_SOURCE TEXT_.
Consensus

 

Goal

  • Termination: All nodes (that have not failed) eventually decide
  • Agreement: All nodes that decide should decide on the same value
  • Validity: If all nodes have the same initial input, that value should be the only possible decision value. Otherwise nodes are allowed to decide on anything (except that they still need to satisfy the Agreement requirement)

Consensus with Node Crash Failures/Synchronous

Failure model
  • Nodes may experience crash failure
  • Communication channels are reliable
Timing model
  • Synchronous: Message delay has a known upper bound x, and node processing delay has a known upper bound y

  • Implies the possibility of accurate failure detection

Inter-locked rounds

Where in each round,

  • Every process sends one message to every other process

  • Every process receives one message from every other process

  • Every process does some local computation

Dummy messages can be used.

Messages sent during a round is received during that round

Accurate failure detection

via Clocks with Bounded Error
  • Each process first performs a send (taking time no more that $t_1$).

_DATA ENTRIES_.
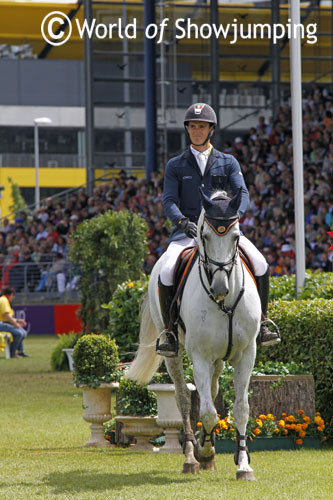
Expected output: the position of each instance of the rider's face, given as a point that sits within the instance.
(198, 131)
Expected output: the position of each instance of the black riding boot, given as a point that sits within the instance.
(266, 337)
(169, 348)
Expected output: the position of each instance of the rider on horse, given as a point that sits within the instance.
(184, 174)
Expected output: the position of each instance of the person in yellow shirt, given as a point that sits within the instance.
(10, 324)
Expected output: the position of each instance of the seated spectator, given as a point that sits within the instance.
(56, 270)
(12, 325)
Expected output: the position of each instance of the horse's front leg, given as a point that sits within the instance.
(183, 398)
(203, 378)
(242, 374)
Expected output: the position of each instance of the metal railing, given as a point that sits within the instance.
(38, 279)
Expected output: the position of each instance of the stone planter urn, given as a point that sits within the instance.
(69, 354)
(142, 428)
(97, 410)
(169, 417)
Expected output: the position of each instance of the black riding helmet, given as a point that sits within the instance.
(200, 112)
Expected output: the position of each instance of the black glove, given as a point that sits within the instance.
(189, 228)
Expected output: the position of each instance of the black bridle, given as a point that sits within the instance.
(205, 261)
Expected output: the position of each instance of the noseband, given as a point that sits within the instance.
(221, 230)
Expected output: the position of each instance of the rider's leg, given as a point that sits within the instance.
(169, 347)
(261, 271)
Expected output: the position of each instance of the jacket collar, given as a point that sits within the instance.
(189, 156)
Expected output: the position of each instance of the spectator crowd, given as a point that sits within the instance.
(265, 154)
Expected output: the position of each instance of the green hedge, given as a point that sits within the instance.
(108, 249)
(307, 337)
(124, 316)
(317, 286)
(59, 361)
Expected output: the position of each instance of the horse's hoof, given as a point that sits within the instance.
(245, 475)
(191, 468)
(208, 465)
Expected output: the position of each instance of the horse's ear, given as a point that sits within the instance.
(206, 202)
(236, 200)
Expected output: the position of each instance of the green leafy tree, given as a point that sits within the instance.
(124, 316)
(109, 250)
(18, 200)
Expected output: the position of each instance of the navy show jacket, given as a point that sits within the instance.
(183, 178)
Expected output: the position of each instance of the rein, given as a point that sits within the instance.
(204, 262)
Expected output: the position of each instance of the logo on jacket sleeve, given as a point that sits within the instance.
(198, 108)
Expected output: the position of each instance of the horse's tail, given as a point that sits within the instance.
(146, 361)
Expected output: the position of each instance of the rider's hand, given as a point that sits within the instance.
(189, 228)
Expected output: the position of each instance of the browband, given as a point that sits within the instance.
(221, 226)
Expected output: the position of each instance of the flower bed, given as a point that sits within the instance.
(269, 433)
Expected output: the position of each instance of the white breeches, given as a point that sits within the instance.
(169, 258)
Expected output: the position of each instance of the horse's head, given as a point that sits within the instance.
(218, 231)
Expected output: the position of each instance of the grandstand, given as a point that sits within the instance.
(36, 81)
(253, 103)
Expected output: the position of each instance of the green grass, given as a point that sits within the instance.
(41, 453)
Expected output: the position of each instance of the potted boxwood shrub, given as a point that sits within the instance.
(136, 410)
(95, 371)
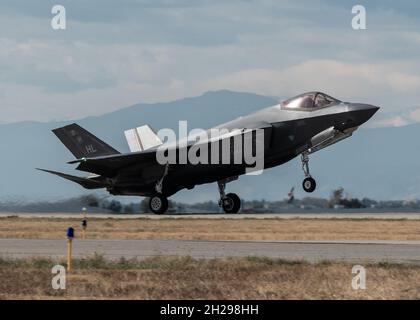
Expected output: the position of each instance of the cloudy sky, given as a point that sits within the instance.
(117, 53)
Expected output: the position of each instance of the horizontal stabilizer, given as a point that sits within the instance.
(88, 183)
(142, 138)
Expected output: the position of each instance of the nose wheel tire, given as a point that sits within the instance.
(231, 203)
(309, 184)
(158, 204)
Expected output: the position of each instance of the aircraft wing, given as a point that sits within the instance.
(108, 166)
(88, 183)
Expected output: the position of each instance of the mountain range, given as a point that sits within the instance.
(380, 163)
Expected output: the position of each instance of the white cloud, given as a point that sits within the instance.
(278, 49)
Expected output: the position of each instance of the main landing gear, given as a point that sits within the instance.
(309, 183)
(231, 203)
(159, 203)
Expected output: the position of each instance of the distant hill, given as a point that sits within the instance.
(380, 163)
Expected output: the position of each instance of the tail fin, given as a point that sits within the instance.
(81, 143)
(142, 138)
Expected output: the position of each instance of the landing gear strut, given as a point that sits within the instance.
(158, 204)
(309, 183)
(231, 203)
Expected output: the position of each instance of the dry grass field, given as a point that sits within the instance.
(185, 278)
(215, 229)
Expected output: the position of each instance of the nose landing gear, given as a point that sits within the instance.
(231, 203)
(309, 183)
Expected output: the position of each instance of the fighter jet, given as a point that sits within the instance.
(295, 127)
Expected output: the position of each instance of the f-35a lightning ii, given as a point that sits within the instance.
(296, 127)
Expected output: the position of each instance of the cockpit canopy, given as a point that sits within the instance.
(309, 101)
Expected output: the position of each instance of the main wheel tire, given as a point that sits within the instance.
(309, 184)
(231, 203)
(158, 204)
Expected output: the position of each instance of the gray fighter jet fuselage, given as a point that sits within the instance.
(299, 126)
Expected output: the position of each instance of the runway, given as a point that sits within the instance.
(312, 251)
(321, 215)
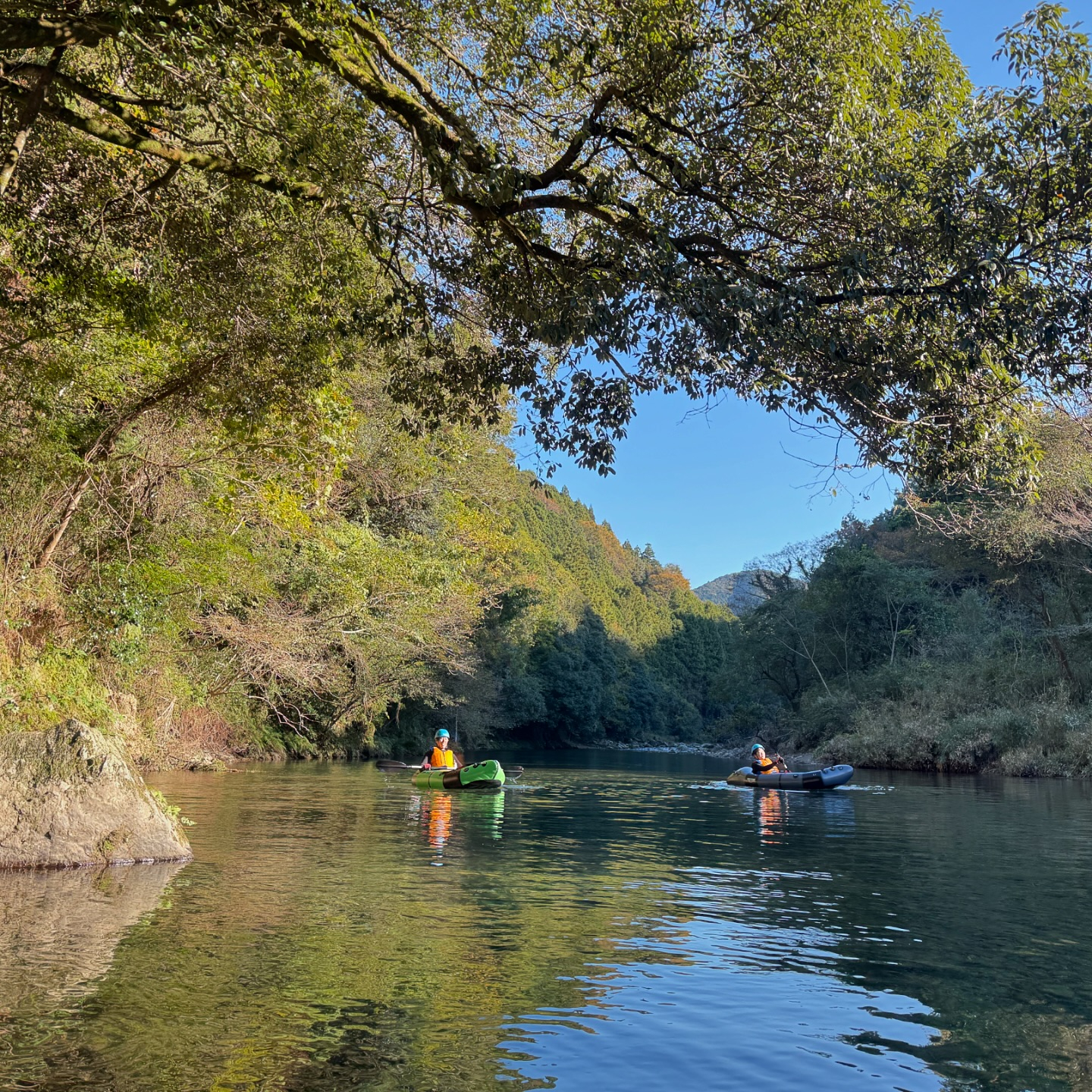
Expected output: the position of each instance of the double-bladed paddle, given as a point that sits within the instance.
(390, 764)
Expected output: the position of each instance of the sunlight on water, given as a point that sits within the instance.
(610, 922)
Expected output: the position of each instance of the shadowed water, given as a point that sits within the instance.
(613, 922)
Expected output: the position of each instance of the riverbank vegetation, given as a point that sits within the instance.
(275, 278)
(945, 635)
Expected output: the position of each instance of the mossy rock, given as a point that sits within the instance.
(71, 796)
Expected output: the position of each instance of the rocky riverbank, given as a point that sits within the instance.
(71, 796)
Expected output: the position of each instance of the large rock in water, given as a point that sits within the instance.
(70, 796)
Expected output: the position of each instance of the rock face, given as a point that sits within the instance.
(59, 930)
(70, 796)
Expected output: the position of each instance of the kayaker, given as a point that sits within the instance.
(441, 754)
(762, 764)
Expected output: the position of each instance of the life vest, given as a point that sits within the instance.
(441, 757)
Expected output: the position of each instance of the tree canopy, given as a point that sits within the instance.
(803, 203)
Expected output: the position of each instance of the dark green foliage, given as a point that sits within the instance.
(598, 642)
(950, 635)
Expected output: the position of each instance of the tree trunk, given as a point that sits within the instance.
(27, 117)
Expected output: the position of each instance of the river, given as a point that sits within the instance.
(612, 922)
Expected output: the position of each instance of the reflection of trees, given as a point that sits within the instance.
(58, 935)
(312, 947)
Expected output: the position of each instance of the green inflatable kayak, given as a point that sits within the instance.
(487, 774)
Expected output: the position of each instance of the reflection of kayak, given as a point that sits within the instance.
(486, 774)
(830, 778)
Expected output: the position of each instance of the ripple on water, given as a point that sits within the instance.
(628, 926)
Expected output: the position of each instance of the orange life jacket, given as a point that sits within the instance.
(441, 757)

_GOALS_.
a - From the consensus notes, write out the passage word for word. Begin at the words "Where in each" and stop after "can be used.".
b - Answer these questions using the consensus notes:
(i) Under the failure model, what kind of failure may nodes experience?
(ii) In the synchronous timing model, what has a known upper bound y?
(iii) According to the part on inter-locked rounds, what kind of messages can be used?

_TASK RESULTS_.
a -
Where in each round,

  • Every process sends one message to every other process

  • Every process receives one message from every other process

  • Every process does some local computation

Dummy messages can be used.

b -
(i) Crash failure.
(ii) Node processing delay.
(iii) Dummy messages.